--- begin Records provided ---

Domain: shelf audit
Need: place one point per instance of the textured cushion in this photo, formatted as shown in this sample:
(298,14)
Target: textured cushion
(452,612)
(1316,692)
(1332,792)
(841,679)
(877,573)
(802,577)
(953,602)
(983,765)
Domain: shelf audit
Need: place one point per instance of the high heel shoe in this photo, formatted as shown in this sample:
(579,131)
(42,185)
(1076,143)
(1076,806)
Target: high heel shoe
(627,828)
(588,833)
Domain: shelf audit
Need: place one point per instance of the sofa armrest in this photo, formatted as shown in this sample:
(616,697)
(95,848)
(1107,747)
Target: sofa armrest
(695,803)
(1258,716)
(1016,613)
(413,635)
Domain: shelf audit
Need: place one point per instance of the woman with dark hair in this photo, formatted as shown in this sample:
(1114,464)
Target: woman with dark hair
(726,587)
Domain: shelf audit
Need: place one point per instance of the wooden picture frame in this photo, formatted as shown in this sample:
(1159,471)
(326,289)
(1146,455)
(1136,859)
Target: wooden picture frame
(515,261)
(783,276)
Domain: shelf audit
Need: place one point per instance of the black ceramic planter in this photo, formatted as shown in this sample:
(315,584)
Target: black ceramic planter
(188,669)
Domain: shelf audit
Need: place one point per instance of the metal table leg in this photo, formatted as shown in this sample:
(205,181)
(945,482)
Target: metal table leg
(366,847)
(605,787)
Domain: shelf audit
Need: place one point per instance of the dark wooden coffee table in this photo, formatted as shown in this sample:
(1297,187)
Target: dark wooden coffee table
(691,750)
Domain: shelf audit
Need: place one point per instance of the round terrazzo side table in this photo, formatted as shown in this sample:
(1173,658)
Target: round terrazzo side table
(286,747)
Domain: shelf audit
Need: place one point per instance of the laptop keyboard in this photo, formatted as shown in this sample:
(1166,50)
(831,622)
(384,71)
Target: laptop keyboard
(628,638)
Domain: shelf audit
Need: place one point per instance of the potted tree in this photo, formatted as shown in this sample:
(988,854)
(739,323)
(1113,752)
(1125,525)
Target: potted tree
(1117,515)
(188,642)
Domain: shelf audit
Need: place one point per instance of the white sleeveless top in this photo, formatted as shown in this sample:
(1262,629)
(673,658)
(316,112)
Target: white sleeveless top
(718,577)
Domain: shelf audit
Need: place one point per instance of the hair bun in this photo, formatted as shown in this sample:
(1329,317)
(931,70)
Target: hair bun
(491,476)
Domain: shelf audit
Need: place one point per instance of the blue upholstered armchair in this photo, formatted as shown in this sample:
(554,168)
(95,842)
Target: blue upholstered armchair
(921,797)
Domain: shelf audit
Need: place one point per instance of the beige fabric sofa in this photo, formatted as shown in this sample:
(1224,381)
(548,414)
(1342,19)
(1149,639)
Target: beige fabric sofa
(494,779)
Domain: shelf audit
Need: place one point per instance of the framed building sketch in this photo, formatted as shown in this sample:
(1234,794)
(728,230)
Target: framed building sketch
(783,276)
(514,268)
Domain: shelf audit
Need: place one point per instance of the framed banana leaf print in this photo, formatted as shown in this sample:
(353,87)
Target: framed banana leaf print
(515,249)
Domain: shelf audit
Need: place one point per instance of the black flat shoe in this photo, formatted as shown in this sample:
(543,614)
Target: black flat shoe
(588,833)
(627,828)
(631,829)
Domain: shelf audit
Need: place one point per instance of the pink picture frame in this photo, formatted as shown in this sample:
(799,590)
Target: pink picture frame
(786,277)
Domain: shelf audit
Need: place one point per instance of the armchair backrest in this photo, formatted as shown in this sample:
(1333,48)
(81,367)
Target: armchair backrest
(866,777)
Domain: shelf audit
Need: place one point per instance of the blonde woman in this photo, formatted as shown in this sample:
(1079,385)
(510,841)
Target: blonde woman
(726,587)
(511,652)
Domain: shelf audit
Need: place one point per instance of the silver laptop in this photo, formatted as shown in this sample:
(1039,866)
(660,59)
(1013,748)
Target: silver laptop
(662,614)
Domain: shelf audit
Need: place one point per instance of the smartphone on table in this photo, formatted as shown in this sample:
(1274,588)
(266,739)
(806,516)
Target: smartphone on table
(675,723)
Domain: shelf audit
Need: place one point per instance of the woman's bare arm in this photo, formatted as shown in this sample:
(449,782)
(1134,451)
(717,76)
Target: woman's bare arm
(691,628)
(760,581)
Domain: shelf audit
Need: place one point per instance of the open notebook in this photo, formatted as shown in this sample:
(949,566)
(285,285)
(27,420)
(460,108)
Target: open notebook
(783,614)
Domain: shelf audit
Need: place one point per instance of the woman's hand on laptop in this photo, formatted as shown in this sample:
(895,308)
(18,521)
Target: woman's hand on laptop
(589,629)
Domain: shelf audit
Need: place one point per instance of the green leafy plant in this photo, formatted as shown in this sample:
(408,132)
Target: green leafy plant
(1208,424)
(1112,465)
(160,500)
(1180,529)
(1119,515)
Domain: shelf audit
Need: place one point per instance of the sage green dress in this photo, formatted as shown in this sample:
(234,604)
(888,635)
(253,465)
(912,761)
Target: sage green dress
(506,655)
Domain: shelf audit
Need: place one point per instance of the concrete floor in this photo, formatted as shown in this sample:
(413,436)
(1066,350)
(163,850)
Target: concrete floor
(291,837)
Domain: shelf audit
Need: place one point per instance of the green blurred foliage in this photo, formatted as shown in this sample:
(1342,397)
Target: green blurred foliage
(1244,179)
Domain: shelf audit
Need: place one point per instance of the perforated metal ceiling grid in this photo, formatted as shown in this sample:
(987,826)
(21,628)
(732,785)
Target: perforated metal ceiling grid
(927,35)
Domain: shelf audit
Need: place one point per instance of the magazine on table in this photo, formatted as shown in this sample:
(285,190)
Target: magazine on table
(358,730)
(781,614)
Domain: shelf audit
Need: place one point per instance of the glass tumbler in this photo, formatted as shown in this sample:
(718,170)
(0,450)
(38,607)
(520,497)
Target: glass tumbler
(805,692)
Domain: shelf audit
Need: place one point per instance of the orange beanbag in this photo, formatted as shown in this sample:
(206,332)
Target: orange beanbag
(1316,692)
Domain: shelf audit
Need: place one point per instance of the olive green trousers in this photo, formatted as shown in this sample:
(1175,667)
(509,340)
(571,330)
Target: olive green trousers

--- end Records provided ---

# [Written exercise]
Pick out every line of the material above that contains the string "sage", and copy each one in full. Matching is case-sensitive.

# [Answer to the problem]
Need: place one point per instance of the sage green dress in this photo, formatted as shown in this sample:
Target: sage green dress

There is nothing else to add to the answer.